What is expected. Return each line below that contains the string "house", treating uppercase and lowercase as different.

Material supplied.
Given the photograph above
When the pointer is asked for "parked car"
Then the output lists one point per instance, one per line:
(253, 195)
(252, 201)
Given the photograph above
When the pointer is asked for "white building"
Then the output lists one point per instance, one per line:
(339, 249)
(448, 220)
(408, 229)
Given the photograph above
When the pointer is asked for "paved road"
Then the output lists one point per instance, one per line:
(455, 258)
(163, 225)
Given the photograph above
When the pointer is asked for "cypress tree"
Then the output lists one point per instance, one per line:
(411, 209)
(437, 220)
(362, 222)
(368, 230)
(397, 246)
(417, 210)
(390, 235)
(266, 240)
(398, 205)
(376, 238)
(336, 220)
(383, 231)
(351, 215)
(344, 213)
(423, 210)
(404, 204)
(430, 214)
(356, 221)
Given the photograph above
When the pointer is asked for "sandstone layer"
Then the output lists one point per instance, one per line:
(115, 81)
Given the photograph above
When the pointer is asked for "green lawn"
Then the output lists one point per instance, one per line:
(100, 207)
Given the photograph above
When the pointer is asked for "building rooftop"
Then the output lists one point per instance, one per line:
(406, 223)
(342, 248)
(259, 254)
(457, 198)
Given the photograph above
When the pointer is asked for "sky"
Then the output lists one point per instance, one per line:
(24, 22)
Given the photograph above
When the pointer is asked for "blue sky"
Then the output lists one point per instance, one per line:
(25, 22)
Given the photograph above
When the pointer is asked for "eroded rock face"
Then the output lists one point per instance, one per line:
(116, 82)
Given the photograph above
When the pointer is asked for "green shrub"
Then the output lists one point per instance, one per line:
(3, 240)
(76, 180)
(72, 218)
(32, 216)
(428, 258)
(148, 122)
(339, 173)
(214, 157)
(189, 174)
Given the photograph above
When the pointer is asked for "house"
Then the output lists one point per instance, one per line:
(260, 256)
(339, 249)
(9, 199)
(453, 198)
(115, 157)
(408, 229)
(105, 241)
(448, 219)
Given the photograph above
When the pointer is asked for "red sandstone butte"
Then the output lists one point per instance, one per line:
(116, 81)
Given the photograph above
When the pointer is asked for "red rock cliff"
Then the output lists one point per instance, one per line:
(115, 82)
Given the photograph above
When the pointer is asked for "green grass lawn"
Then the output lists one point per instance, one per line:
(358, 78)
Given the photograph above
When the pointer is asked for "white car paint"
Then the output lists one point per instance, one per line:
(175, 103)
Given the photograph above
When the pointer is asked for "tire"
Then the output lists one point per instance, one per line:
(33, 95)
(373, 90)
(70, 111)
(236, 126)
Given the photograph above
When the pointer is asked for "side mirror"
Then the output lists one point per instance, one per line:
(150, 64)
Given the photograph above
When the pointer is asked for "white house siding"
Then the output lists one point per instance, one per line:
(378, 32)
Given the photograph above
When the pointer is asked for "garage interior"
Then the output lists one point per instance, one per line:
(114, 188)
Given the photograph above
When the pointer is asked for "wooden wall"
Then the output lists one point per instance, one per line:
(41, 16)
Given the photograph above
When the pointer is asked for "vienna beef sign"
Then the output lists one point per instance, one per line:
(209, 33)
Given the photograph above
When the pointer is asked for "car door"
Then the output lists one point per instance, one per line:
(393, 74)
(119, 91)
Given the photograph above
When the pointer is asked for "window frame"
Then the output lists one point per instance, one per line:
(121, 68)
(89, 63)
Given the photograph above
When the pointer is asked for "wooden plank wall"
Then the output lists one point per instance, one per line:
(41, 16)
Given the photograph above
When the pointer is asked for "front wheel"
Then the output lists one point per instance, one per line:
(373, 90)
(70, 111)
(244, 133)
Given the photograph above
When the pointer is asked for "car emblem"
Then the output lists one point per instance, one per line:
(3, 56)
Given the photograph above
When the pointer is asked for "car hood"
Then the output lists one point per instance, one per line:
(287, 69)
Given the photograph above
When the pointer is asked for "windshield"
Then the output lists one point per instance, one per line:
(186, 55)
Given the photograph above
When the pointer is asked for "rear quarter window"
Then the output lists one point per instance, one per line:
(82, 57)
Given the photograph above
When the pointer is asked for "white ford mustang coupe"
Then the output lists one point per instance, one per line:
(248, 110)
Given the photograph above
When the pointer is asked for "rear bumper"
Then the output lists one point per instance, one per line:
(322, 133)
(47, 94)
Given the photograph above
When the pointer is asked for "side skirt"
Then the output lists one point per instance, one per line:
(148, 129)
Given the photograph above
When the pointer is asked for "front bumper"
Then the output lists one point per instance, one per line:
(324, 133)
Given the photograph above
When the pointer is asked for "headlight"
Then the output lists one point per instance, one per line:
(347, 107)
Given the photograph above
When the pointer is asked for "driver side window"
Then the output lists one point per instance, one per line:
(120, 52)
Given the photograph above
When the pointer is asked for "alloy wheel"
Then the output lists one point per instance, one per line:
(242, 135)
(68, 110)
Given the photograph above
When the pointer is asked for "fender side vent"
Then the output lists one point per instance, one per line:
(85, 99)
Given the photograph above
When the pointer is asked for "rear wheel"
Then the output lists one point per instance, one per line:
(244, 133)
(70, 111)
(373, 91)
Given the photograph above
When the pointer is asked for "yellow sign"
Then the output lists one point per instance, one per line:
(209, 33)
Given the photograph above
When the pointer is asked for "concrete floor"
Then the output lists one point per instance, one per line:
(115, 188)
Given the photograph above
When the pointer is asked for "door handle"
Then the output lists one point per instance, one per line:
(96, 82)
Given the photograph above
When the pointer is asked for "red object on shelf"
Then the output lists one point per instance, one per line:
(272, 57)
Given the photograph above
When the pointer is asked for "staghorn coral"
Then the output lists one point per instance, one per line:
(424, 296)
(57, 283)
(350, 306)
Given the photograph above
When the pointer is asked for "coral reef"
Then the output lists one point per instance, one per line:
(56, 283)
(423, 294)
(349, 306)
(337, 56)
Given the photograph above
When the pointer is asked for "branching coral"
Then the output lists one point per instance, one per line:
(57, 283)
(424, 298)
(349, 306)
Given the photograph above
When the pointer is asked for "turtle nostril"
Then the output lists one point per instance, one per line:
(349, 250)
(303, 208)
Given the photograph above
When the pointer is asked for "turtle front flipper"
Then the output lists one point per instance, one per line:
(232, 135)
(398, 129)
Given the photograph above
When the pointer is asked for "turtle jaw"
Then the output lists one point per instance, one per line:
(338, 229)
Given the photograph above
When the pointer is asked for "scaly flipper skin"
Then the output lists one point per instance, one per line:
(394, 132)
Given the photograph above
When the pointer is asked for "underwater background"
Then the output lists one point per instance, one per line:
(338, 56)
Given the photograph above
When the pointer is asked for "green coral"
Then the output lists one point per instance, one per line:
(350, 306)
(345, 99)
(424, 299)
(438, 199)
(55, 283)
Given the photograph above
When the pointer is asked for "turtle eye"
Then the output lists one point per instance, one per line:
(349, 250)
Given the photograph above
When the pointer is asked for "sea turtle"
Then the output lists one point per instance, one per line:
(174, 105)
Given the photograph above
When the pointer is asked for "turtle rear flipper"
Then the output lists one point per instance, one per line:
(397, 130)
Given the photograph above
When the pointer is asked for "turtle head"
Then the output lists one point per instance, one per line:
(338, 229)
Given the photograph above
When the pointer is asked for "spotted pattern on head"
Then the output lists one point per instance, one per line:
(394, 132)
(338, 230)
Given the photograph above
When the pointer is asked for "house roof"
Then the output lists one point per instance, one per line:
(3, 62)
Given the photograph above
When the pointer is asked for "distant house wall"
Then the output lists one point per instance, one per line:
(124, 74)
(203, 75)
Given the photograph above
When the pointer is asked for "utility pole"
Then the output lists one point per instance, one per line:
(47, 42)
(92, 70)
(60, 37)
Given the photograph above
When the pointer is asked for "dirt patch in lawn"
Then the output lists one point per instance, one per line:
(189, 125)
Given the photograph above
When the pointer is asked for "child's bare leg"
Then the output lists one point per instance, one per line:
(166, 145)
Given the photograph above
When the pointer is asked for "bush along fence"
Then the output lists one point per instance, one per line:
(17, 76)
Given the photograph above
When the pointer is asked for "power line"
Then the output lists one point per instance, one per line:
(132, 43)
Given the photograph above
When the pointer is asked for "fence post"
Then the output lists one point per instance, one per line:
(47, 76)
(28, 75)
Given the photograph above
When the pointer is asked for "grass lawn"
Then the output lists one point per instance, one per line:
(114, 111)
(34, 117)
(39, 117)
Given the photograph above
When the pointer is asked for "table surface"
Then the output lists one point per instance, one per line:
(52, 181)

Response for this exercise.
When the pointer is asked for "house"
When the pointer is asked for "white house siding"
When the pointer is asked for "house roof"
When the pointer is asked for "distant house wall"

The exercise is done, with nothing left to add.